## INSTRUCTIONS FOR THE TASK:
Recast the records as a Markdown table with the columns Number and Text, one row per line, omitting blank lines. Begin at the line containing "the stroller in" and end with the final line of the records.

## GIVEN RECORDS:

* * * * *

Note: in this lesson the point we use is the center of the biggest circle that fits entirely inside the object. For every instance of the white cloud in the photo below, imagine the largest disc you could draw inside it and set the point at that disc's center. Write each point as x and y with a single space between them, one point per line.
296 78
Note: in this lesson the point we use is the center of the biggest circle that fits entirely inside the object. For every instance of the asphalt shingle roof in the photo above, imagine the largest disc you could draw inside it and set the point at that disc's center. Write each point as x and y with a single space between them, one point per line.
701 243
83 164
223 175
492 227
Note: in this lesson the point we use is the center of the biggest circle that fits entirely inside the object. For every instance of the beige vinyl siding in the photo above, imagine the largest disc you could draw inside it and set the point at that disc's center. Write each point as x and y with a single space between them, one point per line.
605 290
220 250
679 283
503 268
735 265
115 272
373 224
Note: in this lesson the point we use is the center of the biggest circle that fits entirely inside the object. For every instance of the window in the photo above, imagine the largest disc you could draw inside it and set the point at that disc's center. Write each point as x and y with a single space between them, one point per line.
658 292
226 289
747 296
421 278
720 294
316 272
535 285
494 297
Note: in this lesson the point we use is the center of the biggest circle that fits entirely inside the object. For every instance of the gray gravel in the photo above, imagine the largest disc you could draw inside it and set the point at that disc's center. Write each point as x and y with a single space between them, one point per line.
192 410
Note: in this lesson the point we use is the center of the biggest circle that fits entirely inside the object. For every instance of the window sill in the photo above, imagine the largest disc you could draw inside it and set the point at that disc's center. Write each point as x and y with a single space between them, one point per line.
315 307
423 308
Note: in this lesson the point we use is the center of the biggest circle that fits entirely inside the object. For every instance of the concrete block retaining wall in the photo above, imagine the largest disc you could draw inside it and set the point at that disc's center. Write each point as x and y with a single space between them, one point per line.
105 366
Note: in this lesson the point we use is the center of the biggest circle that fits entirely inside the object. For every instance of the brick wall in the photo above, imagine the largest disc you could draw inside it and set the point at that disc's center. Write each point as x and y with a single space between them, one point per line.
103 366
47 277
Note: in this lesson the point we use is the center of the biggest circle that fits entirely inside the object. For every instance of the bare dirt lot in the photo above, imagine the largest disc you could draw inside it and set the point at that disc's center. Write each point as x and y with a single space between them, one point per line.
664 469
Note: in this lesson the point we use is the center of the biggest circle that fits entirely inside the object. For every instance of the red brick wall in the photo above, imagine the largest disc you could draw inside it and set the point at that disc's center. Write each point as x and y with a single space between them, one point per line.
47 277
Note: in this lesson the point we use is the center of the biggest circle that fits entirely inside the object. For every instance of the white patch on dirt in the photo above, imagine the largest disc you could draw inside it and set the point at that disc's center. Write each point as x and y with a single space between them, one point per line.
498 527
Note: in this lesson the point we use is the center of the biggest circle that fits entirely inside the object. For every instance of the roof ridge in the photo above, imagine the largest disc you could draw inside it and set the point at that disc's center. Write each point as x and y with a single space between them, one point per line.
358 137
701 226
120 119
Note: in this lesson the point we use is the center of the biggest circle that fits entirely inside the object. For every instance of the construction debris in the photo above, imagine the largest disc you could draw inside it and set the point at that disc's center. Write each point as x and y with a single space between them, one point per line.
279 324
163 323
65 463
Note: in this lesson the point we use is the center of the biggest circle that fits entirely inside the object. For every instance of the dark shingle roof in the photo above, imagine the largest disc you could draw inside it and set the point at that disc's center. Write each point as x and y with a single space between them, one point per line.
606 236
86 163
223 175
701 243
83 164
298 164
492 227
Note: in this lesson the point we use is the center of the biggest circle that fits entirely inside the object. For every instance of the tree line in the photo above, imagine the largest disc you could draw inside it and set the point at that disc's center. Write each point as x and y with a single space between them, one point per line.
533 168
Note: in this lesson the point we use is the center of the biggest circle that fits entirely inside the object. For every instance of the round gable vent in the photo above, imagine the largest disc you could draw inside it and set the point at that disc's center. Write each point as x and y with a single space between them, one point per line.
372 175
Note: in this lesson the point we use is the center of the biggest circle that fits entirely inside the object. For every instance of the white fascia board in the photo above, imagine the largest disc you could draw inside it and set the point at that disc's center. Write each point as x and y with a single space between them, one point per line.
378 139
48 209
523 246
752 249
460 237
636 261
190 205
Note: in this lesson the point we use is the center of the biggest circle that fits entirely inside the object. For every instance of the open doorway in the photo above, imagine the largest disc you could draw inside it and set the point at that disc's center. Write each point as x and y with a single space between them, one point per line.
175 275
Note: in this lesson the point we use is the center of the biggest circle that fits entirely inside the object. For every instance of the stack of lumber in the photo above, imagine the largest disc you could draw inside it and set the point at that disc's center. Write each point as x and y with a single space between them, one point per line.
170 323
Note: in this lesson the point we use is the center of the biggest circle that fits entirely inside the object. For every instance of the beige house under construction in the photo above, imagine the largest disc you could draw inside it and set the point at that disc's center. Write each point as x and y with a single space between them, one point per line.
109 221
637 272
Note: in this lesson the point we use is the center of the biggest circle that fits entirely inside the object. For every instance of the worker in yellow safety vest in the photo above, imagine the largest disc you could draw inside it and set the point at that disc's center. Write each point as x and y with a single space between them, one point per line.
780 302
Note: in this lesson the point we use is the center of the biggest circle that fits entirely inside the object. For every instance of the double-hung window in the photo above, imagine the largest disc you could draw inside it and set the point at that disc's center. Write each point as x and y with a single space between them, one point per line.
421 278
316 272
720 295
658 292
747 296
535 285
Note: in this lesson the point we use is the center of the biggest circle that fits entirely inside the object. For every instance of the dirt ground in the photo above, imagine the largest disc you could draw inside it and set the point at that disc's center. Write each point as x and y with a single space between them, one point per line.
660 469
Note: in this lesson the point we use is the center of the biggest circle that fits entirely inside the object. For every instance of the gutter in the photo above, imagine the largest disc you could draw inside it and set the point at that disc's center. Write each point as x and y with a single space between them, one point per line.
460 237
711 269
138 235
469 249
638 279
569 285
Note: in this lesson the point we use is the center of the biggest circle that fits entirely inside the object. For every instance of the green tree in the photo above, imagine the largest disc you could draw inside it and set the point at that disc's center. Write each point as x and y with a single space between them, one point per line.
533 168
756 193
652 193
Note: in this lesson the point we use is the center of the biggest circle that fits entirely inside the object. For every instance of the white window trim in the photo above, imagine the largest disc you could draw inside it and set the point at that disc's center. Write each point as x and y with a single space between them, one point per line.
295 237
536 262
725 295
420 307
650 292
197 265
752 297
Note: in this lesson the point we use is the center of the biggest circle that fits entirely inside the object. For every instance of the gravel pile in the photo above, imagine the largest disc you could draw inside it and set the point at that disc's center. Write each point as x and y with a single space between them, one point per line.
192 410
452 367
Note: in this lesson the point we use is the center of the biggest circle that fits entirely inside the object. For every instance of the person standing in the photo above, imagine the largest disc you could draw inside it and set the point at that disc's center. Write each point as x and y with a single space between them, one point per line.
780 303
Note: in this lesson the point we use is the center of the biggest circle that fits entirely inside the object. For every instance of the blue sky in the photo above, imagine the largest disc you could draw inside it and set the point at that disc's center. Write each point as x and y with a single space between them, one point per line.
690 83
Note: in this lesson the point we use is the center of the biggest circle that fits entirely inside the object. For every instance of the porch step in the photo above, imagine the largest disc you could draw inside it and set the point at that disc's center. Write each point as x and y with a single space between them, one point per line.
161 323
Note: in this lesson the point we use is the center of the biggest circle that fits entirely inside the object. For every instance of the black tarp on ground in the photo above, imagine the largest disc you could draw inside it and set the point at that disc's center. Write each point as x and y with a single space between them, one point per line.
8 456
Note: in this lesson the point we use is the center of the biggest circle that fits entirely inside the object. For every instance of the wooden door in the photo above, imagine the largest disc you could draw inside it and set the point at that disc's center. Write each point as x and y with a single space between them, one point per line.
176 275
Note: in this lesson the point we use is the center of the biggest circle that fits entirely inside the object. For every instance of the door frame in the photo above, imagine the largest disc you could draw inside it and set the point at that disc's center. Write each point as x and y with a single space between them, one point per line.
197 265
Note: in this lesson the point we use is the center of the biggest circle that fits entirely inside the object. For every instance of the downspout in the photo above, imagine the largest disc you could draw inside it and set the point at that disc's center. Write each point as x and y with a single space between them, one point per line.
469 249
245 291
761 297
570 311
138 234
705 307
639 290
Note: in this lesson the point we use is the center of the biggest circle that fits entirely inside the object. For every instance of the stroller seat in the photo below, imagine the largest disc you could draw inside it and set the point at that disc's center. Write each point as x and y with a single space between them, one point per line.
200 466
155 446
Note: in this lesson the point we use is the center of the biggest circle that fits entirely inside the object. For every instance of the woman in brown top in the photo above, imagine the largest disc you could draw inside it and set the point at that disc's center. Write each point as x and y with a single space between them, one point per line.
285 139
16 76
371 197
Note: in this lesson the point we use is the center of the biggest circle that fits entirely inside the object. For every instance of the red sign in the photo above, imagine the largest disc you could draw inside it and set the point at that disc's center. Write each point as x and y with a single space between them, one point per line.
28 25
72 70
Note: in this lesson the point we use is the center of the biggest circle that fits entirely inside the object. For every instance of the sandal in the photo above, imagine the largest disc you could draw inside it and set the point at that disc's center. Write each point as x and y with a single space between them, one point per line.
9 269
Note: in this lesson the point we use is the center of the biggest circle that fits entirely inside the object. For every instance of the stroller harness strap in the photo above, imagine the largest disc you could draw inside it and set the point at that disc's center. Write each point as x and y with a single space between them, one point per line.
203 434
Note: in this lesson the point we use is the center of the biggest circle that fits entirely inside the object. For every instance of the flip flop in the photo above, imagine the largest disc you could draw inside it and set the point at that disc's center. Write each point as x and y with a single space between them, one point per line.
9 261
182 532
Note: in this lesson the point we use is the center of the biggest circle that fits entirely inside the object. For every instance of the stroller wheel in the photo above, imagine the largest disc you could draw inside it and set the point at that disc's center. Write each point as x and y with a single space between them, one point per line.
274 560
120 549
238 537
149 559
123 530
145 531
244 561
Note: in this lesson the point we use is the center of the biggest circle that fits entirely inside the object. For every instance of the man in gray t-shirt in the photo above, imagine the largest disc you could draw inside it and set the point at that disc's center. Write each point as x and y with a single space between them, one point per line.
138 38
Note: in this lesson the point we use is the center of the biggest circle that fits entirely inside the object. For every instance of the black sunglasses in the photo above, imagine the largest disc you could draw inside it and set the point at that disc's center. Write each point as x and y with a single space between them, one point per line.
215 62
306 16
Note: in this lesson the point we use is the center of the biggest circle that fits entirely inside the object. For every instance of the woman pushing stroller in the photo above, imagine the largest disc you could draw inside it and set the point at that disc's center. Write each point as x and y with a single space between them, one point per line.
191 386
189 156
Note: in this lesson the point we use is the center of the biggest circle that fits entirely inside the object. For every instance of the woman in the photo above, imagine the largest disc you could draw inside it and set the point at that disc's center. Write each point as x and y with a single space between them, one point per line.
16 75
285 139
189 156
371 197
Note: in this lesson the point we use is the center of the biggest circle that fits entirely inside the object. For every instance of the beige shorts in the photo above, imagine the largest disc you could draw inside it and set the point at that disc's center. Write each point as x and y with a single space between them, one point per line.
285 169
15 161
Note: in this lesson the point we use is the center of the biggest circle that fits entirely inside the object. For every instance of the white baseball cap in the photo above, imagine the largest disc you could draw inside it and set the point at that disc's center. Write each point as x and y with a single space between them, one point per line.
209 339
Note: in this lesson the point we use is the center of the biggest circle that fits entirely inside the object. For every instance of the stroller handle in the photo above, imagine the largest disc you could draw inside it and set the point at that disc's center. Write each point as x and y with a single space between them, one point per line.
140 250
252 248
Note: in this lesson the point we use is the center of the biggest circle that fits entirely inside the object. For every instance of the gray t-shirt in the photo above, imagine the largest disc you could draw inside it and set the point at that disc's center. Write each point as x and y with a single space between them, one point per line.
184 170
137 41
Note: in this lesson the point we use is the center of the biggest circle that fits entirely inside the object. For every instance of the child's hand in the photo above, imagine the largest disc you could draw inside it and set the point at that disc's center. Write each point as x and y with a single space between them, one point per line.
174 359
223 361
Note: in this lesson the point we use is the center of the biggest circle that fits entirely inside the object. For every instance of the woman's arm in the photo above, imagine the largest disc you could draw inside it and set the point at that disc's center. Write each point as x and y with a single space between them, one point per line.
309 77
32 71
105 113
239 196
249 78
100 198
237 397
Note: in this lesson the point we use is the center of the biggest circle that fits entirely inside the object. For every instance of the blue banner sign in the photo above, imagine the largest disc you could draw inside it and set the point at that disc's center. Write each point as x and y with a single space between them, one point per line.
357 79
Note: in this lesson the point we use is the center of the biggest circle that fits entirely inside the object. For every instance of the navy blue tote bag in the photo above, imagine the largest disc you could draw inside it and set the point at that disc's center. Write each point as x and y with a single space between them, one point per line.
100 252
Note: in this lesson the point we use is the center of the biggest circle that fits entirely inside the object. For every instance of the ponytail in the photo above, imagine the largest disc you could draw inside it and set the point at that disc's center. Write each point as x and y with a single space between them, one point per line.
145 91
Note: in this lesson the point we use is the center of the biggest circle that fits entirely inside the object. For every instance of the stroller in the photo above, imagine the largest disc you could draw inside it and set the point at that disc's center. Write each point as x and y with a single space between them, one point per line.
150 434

* * * * *

## WRITTEN SOLUTION:
| Number | Text |
|---|---|
| 1 | Note: in this lesson the point we use is the center of the biggest circle that fits entirely inside the object. For every instance of the stroller in the photo above, imagine the largest disc you could draw inside it and set the point at that disc's center. Write each point as x and y with a single space between them, one point per line. |
| 2 | 150 434 |